TASK SET »
(a) Please repeat the forum thread on Marquette bait shops starting at "Unless I've just" and ending at "that sell minnows.", switching "Walmart" to "Kmart".
(b) Render only the records starting at the line containing "Where is the chrome" and ending at the line containing "0;189;640;479" as a two-column CSV with the columns request and answer. Give one row per request, put each field in quotes, and turn line breaks into spaces.

# Marquette Bait and Tackle



## zzcop302 (Jun 29, 2013)

Unless I've just not found it, I don't think Marquette has a true bait and tackle shop, which is surprising to me considering it's the largest town in the UP and a popular fishing location.
Other than Walmart and an even more limited stock at Menards, there really is no place I'm aware of to buy tackle.
As far as bait, I'm only aware of Walmart and a few mini marts who sell crawlers.... not really impressed with the bait quality at either business.... and not aware of any places that sell minnows.
Does anyone have suggestions?
Thanks in advance.


----------



## Vasilije (May 20, 2012)

There used to be a Gander's Mountain - sadly that is no longer. Not sure of other places.


----------



## Teggs (Mar 20, 2013)

Superior outfitters on front street. Down town marquette. Across the street from getzs


----------



## zzcop302 (Jun 29, 2013)

Thanks Teggs,
I just had a friend message me and let me know about Superior Outfitters.... I'm going to check it out next time I'm in Marquette.


----------



## Teggs (Mar 20, 2013)

No problem. They should have whatever you need. You can also special order any type of bait you want and have it delivered as long as you call a day or two in advance. i know some guys are picky about their minnows and i am not sure what they have on hand year round. I always specil order jumbo shinners in the winter time


----------



## bigmac (Nov 28, 2000)

Some records »
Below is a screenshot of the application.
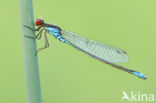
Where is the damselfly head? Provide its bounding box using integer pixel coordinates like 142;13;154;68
35;19;44;26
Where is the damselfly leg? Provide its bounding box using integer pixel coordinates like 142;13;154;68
24;25;44;39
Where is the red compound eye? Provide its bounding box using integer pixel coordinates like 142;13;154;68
35;19;44;26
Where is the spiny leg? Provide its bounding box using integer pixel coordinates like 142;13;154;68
38;31;49;51
25;29;44;39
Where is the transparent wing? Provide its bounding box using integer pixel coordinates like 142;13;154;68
61;30;128;63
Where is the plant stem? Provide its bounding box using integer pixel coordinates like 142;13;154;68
20;0;42;103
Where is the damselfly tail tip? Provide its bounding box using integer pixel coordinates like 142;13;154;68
132;71;147;79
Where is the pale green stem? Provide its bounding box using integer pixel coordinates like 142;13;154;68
20;0;42;103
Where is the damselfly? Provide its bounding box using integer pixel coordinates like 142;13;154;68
25;19;146;79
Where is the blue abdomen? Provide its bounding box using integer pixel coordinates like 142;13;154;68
45;27;72;45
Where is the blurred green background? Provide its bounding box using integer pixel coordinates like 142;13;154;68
0;0;156;103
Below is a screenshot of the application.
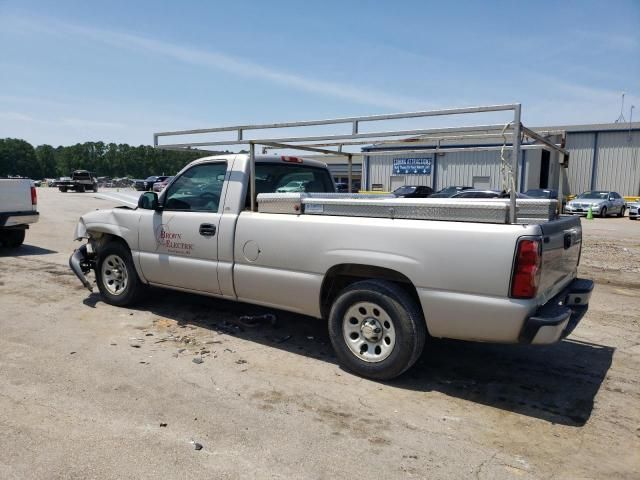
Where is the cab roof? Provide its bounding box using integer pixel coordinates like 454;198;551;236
191;153;328;168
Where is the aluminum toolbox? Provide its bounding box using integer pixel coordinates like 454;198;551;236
258;193;304;214
257;192;396;214
302;198;509;223
258;193;557;224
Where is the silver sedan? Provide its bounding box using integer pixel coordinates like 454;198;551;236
565;190;626;217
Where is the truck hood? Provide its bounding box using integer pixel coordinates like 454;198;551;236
73;207;131;240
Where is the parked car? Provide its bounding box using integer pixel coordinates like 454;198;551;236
391;185;433;198
431;185;473;198
0;178;39;248
451;189;530;198
70;154;593;380
153;177;173;193
565;190;626;217
56;170;98;193
133;175;169;191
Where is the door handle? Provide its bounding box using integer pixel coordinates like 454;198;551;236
200;223;216;237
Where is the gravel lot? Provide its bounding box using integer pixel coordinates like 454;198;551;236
0;188;640;479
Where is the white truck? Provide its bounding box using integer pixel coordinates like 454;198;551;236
0;178;39;247
70;154;593;379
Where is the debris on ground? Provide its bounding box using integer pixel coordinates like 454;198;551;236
238;313;277;328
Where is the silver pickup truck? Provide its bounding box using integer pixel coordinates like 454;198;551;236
0;178;39;247
70;154;593;379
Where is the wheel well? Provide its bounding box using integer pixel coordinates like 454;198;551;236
91;232;131;254
320;263;420;318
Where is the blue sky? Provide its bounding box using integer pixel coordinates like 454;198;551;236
0;0;640;145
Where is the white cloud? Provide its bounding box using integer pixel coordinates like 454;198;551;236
3;13;427;110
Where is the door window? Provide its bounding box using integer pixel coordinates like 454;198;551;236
164;162;227;212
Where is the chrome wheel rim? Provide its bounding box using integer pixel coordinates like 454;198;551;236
101;255;129;295
342;302;396;363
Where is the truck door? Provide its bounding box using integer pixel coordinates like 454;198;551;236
139;161;227;293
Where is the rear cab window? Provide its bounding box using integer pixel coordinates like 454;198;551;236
245;162;335;208
163;162;227;212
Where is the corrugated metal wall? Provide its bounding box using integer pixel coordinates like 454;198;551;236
368;155;433;191
435;152;500;190
593;132;640;195
567;133;595;194
368;130;640;195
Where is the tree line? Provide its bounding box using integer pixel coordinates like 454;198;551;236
0;138;212;179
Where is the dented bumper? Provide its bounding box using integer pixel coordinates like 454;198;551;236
69;244;95;292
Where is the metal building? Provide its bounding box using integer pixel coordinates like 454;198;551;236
362;123;640;196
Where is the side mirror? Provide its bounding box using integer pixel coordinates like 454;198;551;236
138;192;159;210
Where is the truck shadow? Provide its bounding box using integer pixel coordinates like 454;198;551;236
395;338;615;427
84;289;615;426
0;244;58;257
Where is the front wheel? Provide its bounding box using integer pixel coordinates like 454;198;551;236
96;242;142;307
329;280;427;380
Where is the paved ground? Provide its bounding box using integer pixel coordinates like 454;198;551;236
0;189;640;479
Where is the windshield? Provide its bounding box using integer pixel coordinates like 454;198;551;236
393;185;416;195
577;192;609;200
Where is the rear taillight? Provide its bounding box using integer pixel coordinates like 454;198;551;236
511;239;542;298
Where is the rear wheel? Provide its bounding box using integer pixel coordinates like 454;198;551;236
96;242;143;307
329;280;427;380
0;229;25;248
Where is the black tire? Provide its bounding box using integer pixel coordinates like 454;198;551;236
329;280;427;380
0;229;25;248
96;241;144;307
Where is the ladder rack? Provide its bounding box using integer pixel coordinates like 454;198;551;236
153;103;569;223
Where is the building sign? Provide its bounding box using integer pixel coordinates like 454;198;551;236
393;157;433;175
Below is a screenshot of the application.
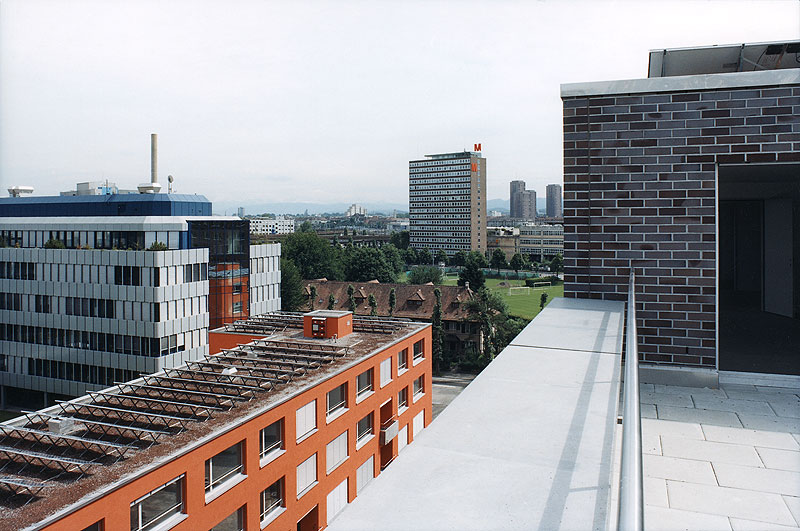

ANSWERS TO THE PROBLEMS »
(a)
Unless I've just not found it, I don't think Marquette has a true bait and tackle shop, which is surprising to me considering it's the largest town in the UP and a popular fishing location.
Other than Kmart and an even more limited stock at Menards, there really is no place I'm aware of to buy tackle.
As far as bait, I'm only aware of Kmart and a few mini marts who sell crawlers.... not really impressed with the bait quality at either business.... and not aware of any places that sell minnows.

(b)
request,answer
"Where is the chrome wheel rim? Provide its bounding box using integer pixel coordinates like 454;198;551;236","101;255;129;295 342;302;396;363"
"Where is the truck door? Provide its bounding box using integer pixel coordinates like 454;198;551;236","139;161;227;293"
"Where is the rear cab window? Provide its bounding box using integer pixel coordinates like 454;198;551;236","245;162;335;208 163;162;227;212"
"Where is the corrugated metal wall? Provide its bounding box using integer pixel coordinates like 454;198;551;236","368;155;433;191 435;152;500;190 593;132;640;195 567;133;595;194 368;130;640;195"
"Where is the tree line? Provide its bounding box using integer pixel coordinates like 454;198;551;236","0;138;212;179"
"Where is the dented bumper? Provide its bounding box using integer pixel coordinates like 454;198;551;236","69;244;95;292"
"Where is the metal building? Provide its bounding box using integer pixel coordinates like 454;198;551;236","362;123;640;196"
"Where is the side mirror? Provide its bounding box using integer pixel coordinates like 454;198;551;236","138;192;159;210"
"Where is the truck shadow? Provide its bounding box using integer pixel coordinates like 454;198;551;236","395;338;615;427 84;289;615;426 0;244;58;257"
"Where is the front wheel? Provide its bounding box using integer pixel coordinates like 454;198;551;236","96;242;142;307 329;280;427;380"
"Where is the paved ground? Provide its bounding box using integer pixel coordinates like 454;198;551;236","0;189;640;479"